> _Textausschnitt_:
------------

Solche Erfindungen haben dazu beigetragen, dass Snapchat bei den Nutzern sehr beliebt geworden ist. Doch die Konkurrenz schläft nicht und hat einige dieser guten Ideen schnell aufgenommen und auch angeboten, teilweise sogar weiter entwickelt.
Die größte Konkurrenz für Snapchat ist zweifellos TikTok. Die chinesische Plattform begeistert die jungen User – und nimmt nahezu ihre gesamte Aufmerksamkeit in Beschlag. Hier gibt es am meisten zu sehen, hier sind alle, das Angebot ist riesig, es gibt viele Filter und Funktionen… Darunter leidet Snapchat am stärksten.
Snapchat hat 365 Mio. User
Die Nutzerzahlen von Snapchat wachsen weiter: 365 Millionen waren es Ende 2022.
Wieso reicht das nicht, die Nutzer zu begeistern? Die einfache Antwort: Die anderen Apps wachsen ebenfalls – und haben insgesamt mehr zu bieten. Ein weiterer Faktor ist die mangelnde User-Experience der App. Viele Nutzer haben Schwierigkeiten, sich auf Snapchat zurechtzufinden und finden die Bedienung umständlich. Das wird auch öffentlich debattiert – aber es passiert wenig, um das zu verbessern.
Auch die ständigen Änderungen am Design der App haben viele Nutzer verärgert. Zusätzlich hat Snapchat in der Vergangenheit immer wieder mit Datenschutzproblemen zu kämpfen gehabt. Dies hat das Vertrauen der Nutzer in die App geschwächt und dazu geführt, dass viele ihre Aktivitäten auf anderen Plattformen fortsetzen. Man muss es so sagen: Es wurden eine Menge Fehler gemacht, die andere Plattformen direkt für sich genutzt haben.
Das was gut war, wurde schnell von den anderen Plattformen kopiert – von Instagram sogar auf eine dreiste Art und Weise, aber mit Erfolg. Zum Beispiel die sich selbst auflösenden Nachrichten, die man nur einmal anschauen kann – das kam anfangs gut an, hat aber mittlerweile sogar WhatsApp zu bieten.
Snapchat hat als erster ChatGPT integriert
Aber Snapchat war in der Vergangenhit durchaus innovativ: Früher als andere hat Snapchat eine Art Chatbot eingeführt.

------------

> _Datensatzeinträge_:
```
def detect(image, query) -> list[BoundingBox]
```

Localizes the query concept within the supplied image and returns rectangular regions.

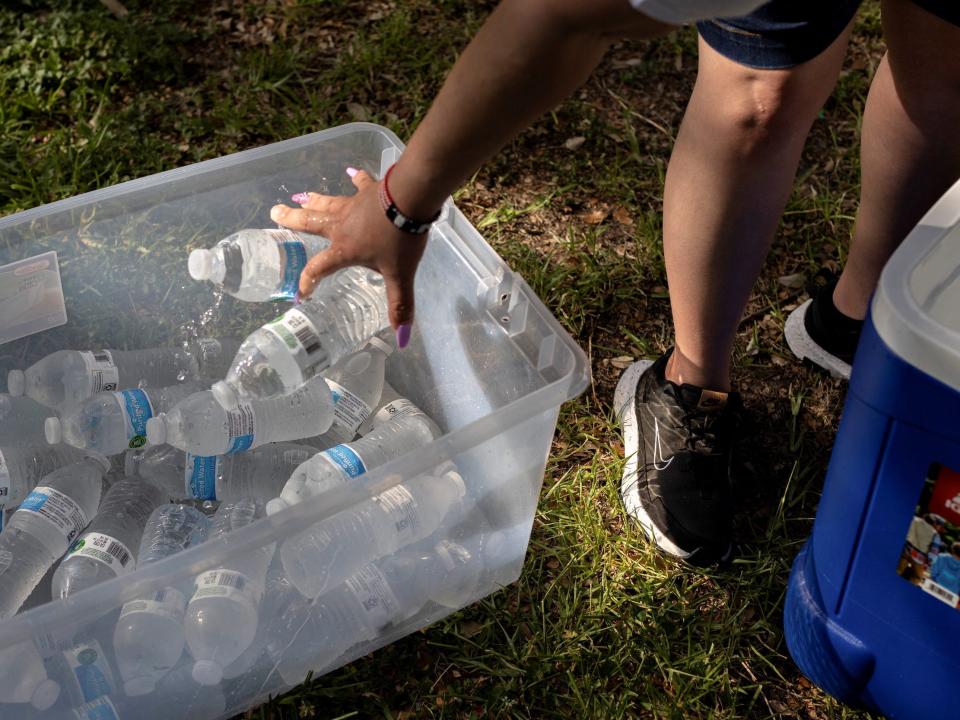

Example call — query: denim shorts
[697,0,960,70]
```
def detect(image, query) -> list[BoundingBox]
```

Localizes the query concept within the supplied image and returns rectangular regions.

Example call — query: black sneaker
[783,270,863,380]
[614,350,740,566]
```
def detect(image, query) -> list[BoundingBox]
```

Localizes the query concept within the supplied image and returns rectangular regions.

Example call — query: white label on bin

------------

> _Anweisung_:
Schreib den Text über Snapchat und seine Konkurrenz im Anschluss an seinen letzten Satz weiter.

> _Antwort zur Aufgabe_:
Snapchat hat einen Chatbot in die App eingebaut, der sich „My AI“ nennt. Allerdings erstmal nur für zahlende Snapchat-Plus-Kunden, die rund 5 EUR im Monat für solche Extras zahlen. Mittlerweile ist der KI-Chatbot aber für alle zu haben. Oberhalb des normalen Chat-Bereichs gibt es eine Chat-Registerkarte. Wer darauf tippt, kann direkt mit dem Chatbot plaudern. User können um Geschenkvorschläge für Freunde bitten, Rezepte abrufen oder ganz generell Fragen stellen.
Es handelt sich dabei um ChatGPT, die KI von OpenAI, über die im Augenblick alle reden. Aber eine abgespeckte Version: Die User können weder ihre Hausaufgaben beim Bot bestellen, noch damit in der Schule spicken. Auch soll der Chatbot Flüche, Gewaltdarstellungen sowie sexuelle oder politisch heikle Themen aussparen. Eine weichgespülte Version von ChatGPT, für das junge Publikum.
Snapchat könnte von TikTok-Verbot profitieren
Aber auch das hat jetzt nicht für einen Sturm auf die App gesorgt. Wenn TikTok in den USA verboten würde, was ja nicht undenkbar wäre, was würde das für Snapchat bedeuten?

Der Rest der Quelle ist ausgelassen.